What are the things that make people a better fighter?  I am genuinely interested, i want to know if they are things that can be found in other forms or if they are something completely different?  I have tried searching out this advanced form and noticed a fair ammount of william cheung schools don't include it in their sylabus and the ones that did give no detail of it.  

I hope you don't think i was saying william cheung's wing chun doesn't constitute traditional, i wasn't, its just stepping in sui nim tao or the teaching of the advanced form you speak of doesn't tie in with what most call traditional wing chun, i mean i don't know any other yip man students that taught it.  I'm not trying to start some kind of lineage issue either i am just interested to learn of the type of stepping and extra movements that is put into this form.  I mean if its something that appears in other systems in a different fashion, then thats cool but as i don't know what these techniques are they could be something completely new to me and i would like to learn about it.  So please don't feel i am belittling your style, i am just curious to the variation


----------



## KyleShort (Jun 28, 2005)

Not much to add here but I found that if you do a google on "advanced sil lum tao" you will find lots of information...

→ SUPPLIED MATERIAL
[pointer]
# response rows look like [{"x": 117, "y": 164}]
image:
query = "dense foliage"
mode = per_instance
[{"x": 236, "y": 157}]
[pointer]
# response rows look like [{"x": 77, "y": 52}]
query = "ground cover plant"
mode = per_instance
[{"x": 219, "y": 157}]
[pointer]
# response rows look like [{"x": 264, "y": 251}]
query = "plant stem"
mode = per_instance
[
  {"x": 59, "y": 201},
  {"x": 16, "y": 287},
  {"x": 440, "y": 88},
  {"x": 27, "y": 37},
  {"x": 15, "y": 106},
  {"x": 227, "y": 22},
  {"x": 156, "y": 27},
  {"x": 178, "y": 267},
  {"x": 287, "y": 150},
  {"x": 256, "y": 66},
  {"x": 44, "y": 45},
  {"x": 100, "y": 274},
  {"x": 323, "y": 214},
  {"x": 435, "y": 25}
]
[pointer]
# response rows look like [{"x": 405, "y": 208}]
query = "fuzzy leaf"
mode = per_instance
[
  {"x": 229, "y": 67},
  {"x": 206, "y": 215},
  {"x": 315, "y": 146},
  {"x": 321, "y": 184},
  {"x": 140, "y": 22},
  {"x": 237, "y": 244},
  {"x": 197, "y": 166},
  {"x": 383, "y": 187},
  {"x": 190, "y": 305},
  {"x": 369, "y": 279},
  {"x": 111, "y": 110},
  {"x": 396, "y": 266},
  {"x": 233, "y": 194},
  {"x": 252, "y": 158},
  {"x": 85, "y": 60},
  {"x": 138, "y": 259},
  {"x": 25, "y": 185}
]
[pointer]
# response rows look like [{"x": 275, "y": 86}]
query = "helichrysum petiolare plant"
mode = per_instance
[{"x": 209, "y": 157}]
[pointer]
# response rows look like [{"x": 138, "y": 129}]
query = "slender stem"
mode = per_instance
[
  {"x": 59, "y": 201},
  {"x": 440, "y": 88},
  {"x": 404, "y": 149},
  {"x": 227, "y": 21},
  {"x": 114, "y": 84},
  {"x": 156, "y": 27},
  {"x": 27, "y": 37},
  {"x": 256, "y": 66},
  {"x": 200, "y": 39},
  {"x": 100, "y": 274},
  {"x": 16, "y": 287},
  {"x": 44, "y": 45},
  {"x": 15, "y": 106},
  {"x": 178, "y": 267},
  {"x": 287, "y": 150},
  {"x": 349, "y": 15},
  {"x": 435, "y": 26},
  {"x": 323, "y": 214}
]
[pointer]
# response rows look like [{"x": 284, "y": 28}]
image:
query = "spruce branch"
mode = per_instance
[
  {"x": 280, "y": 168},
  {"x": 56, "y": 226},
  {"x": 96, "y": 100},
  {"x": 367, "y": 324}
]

* * *

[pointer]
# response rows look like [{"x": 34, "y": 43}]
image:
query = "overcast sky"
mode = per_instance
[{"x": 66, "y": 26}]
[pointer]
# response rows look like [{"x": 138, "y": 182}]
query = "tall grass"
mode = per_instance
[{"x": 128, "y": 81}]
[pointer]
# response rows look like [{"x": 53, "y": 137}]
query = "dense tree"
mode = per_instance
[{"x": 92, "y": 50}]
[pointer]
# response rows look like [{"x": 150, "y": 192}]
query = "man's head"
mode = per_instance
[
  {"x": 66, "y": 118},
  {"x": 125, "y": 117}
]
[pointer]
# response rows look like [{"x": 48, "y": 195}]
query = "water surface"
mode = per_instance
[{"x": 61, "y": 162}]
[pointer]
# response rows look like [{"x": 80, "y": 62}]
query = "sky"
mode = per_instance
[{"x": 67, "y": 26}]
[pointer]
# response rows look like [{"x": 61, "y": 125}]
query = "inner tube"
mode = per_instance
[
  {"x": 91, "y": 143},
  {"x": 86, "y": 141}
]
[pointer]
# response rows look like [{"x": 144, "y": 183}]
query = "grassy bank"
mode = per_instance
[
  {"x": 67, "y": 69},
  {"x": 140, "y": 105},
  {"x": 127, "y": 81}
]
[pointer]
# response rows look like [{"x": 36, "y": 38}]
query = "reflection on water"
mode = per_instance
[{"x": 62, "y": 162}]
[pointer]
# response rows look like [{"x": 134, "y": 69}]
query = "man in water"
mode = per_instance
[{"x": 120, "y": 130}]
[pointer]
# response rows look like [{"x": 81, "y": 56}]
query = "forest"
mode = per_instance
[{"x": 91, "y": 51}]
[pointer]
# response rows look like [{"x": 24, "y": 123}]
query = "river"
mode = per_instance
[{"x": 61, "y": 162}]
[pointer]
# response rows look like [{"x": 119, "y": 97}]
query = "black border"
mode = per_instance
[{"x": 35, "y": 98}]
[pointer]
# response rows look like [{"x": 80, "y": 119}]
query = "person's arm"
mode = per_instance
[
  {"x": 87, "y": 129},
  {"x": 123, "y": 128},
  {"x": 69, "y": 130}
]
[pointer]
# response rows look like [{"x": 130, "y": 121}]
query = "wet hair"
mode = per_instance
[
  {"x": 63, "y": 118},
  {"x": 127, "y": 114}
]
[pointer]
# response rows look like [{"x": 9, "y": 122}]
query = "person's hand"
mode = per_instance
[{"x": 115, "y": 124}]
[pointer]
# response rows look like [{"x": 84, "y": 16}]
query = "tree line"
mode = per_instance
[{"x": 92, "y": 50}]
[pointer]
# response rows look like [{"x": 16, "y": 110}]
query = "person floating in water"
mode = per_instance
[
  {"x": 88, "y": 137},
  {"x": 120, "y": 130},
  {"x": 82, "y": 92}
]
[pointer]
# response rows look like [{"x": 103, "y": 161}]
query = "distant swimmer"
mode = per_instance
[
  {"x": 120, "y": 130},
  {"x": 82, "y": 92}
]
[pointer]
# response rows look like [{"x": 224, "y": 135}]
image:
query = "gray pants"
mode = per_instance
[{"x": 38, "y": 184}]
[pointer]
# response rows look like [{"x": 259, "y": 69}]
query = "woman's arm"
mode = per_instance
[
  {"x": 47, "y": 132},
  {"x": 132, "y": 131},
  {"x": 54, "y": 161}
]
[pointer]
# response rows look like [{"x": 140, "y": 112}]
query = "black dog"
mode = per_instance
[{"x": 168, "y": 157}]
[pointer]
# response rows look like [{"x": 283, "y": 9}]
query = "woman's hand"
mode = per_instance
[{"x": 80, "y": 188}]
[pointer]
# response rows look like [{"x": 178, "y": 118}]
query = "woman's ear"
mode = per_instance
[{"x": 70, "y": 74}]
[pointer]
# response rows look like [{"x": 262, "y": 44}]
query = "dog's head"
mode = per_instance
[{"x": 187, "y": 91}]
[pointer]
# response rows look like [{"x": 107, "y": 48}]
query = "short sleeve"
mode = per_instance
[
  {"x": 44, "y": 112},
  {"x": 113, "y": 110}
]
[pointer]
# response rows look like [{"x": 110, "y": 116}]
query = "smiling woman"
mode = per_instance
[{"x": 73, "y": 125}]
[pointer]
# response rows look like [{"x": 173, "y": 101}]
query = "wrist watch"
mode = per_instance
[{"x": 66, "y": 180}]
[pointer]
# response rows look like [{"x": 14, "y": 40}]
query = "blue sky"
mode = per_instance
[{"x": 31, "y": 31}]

--

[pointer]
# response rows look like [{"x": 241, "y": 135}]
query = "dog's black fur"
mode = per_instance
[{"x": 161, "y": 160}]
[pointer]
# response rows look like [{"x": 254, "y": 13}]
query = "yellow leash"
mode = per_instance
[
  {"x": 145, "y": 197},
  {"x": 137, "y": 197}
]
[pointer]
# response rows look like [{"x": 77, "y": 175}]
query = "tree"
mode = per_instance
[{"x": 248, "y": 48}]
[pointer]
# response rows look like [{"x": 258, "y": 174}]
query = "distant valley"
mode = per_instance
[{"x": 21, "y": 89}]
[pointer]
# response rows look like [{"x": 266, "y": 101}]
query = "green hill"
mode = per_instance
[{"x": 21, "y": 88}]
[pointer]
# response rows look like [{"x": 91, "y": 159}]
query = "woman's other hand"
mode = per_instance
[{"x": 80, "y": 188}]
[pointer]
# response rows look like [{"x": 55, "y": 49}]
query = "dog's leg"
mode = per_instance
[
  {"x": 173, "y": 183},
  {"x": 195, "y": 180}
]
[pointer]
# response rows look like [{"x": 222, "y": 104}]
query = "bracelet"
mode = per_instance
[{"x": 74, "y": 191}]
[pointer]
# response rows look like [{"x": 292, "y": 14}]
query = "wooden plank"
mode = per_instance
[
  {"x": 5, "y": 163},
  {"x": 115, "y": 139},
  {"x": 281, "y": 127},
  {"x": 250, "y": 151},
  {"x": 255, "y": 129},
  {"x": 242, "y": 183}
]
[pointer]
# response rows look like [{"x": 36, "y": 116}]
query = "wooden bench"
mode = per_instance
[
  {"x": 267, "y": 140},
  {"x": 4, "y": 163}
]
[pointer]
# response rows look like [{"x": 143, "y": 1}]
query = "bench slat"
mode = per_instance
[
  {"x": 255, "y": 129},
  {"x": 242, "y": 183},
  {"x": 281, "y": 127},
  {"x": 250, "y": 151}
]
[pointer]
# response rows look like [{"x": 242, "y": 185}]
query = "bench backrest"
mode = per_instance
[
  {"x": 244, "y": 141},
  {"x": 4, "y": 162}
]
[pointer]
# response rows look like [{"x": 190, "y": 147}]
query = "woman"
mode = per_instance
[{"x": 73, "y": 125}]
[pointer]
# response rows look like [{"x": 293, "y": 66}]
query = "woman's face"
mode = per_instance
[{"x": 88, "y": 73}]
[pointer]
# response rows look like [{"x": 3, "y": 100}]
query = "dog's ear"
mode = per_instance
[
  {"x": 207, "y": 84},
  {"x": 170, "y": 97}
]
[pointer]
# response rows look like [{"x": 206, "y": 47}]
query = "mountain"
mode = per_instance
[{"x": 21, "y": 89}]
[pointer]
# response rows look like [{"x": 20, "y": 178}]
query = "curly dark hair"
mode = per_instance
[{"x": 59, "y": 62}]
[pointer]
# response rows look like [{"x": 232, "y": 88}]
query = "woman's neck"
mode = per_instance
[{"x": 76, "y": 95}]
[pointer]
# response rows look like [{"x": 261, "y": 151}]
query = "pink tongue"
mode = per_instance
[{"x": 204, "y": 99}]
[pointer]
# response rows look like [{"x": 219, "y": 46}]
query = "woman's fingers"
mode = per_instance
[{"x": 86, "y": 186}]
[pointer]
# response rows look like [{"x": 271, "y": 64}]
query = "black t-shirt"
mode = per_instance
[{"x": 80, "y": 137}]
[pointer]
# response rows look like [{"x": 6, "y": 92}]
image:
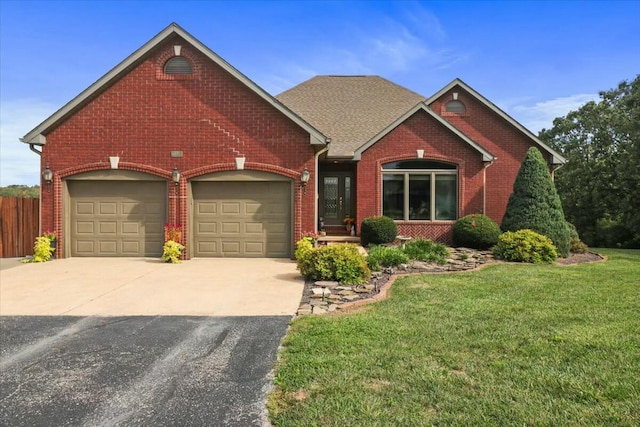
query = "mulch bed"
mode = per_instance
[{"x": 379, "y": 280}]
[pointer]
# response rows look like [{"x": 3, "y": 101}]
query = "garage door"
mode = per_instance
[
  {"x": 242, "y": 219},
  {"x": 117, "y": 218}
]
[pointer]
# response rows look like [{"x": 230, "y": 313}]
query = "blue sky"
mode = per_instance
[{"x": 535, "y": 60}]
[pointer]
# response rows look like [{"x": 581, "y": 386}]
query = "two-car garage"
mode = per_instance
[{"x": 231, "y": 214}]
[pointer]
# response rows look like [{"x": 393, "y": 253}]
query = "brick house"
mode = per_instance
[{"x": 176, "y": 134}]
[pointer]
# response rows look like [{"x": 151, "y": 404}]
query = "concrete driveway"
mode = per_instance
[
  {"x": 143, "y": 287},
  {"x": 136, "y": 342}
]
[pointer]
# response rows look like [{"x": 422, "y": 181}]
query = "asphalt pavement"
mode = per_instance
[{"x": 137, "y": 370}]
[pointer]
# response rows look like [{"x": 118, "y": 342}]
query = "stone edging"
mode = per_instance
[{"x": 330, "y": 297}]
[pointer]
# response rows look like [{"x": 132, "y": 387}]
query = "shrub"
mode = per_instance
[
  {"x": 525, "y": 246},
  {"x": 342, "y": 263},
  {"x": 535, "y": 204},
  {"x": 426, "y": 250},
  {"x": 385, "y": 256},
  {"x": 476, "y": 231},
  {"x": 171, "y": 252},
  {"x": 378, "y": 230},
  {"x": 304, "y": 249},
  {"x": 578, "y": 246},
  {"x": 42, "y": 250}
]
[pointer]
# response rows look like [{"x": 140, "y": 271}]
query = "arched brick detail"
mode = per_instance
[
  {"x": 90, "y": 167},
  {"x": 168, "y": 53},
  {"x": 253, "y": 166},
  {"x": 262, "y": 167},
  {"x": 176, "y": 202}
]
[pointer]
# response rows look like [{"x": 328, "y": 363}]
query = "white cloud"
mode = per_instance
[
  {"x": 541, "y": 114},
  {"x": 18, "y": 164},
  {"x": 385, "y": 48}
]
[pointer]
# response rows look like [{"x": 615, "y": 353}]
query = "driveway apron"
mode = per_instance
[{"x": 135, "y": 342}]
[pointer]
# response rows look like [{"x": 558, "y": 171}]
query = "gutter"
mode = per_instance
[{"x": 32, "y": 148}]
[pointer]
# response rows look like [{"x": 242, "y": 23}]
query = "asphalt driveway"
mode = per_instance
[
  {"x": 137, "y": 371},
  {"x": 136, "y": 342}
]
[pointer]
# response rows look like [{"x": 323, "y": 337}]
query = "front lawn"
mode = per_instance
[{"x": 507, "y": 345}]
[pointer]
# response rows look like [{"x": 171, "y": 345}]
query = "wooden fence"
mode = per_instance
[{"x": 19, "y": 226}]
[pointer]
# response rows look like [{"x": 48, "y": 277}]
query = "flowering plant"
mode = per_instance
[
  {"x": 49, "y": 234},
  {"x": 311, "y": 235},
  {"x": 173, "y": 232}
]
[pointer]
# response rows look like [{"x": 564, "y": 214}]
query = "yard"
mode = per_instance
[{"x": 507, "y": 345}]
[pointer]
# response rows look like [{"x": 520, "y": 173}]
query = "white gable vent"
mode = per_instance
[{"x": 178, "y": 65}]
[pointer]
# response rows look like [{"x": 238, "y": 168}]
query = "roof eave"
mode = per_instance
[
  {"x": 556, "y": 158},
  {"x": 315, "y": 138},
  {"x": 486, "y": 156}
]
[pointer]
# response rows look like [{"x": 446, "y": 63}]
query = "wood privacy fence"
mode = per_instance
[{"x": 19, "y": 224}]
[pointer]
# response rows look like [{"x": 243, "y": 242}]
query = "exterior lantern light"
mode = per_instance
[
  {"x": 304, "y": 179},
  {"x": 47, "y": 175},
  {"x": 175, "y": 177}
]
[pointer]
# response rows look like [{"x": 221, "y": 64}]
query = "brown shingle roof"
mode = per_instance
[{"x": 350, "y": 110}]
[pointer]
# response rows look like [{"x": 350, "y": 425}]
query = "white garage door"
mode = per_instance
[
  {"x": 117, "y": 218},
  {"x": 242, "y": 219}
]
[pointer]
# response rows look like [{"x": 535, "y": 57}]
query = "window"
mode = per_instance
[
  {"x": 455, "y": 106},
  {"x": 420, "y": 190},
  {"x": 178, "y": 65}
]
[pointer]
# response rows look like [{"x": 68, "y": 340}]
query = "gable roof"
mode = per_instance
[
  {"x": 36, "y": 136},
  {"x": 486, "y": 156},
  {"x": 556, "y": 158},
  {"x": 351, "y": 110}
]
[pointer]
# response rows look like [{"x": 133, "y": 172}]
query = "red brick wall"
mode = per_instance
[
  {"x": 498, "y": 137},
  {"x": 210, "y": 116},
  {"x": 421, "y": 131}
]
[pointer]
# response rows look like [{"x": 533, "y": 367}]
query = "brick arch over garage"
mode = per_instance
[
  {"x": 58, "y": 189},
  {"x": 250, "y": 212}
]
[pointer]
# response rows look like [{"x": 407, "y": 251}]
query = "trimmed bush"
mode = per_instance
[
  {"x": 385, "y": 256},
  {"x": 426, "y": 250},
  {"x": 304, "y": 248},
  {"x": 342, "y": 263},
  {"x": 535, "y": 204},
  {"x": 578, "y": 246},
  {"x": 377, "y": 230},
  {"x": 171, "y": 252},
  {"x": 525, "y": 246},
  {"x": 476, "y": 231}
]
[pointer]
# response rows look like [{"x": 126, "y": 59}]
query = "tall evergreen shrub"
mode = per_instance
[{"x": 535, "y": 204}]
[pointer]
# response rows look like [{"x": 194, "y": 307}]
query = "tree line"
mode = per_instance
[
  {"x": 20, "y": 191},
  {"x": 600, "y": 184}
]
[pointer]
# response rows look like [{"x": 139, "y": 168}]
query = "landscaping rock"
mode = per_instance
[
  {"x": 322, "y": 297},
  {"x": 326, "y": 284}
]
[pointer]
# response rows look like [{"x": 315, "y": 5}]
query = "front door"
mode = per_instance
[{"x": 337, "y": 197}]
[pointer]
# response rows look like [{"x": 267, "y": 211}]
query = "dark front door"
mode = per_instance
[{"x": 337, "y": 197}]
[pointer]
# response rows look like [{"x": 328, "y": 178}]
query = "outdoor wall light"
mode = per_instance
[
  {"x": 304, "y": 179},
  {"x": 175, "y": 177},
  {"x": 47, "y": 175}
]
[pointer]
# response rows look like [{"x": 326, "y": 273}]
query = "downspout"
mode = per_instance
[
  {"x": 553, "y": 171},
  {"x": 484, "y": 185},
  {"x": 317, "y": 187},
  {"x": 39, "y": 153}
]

→ WRITTEN TASKS
[1] Return each line of the entries that contains the string "tree", matching case exactly.
[2] Write what comes next in the forum thread about the advanced Wing Chun form, picking up after its final post.

→ RESPONSES PER TASK
[1]
query = "dense tree"
query = "tree line"
query = "tree"
query = "tree line"

[2]
examples:

http://www.navybase.net/gtmaa/NAWCA/wing_chun_kung-fu.htm

http://www.martialtalk.com/forum/archive/index.php/t-3044.html

http://www.wingchunonline.com/Wing_Chun/index.html

tons more examples.  Perhaps the spelling of sil lum tao is relevant when doing a google search as different lineages will use different spellings...and different lineages are likely to practice slightly different material.


----------



## ed-swckf (Jun 28, 2005)

KyleShort said:
			
		

> Not much to add here but I found that if you do a google on "advanced sil lum tao" you will find lots of information...
> 
> examples:
> 
> ...


Thanksd i was spelling it the way the gentleman had spelt it and came up with not much.  Still very little information on the type of stepping etc.


----------



## bart (Jun 28, 2005)

ed-swckf said:
			
		

> Thanksd i was spelling it the way the gentleman had spelt it and came up with not much.  Still very little information on the type of stepping etc.



Transliteration of Chinese words to English is always complicated by problems of consistency. My apologies about the spelling. Shil Lim Tao, Sil Lum Tao, Siu Nim Tau, there are lots of different ways to spell it. For now I'll use SLT. Any successful search online is going to have get a little "creative" in order to be successful. In the following description, please excuse any transliteration differences. 

The Advanced SLT differs in the fook sao section by the introduction of a vertical palm strike after the delivery of the fook saos. An additional section is added between the tan sao section and the ban sao section composed of pak sao-tan sao-jut sao-tan sao-huen sao-vertical palm. The stepping is introduced in the fut sao section with the insertion of a diagonal step toward the direction of each fut sao in turn and the circle steps used to bring one back to center. The last section of the form is also differed by the introduction of a large huen sao to bring the hand to eye level before the alternate palm is scraped along it's length. 

Again, this is taught as a variation and not as a replacement.


----------



## bcbernam777 (Jun 29, 2005)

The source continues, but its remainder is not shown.